Segment Open

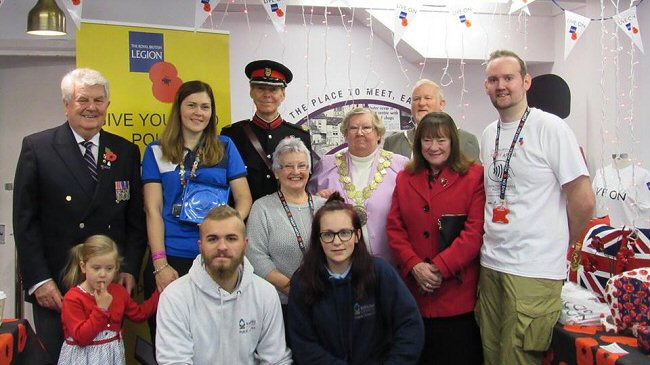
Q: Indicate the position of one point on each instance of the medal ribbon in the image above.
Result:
(504, 178)
(310, 201)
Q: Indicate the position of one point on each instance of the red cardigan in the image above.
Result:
(83, 320)
(412, 230)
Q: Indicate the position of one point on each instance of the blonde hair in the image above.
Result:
(377, 122)
(96, 245)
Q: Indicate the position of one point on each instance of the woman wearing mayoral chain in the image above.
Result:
(364, 174)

Segment Closed

ASSIGNED TASK |
Your reply should hold every line of the material, unaltered, and not one picture.

RESPONSE TO THIS TASK |
Q: Indicate the position of one point on each instance of the medal ribbon in the image above.
Result:
(504, 178)
(310, 201)
Q: Indicate the position of one point on each instance of the red cardigan in the image above.
Result:
(83, 320)
(412, 230)
Q: Indicate the position of one point on each instance of the blonde hair in the image above.
Result:
(377, 122)
(96, 245)
Q: Indicate the position of one point on each instance of the woman wearing mayoral chain in the image above.
Result:
(364, 174)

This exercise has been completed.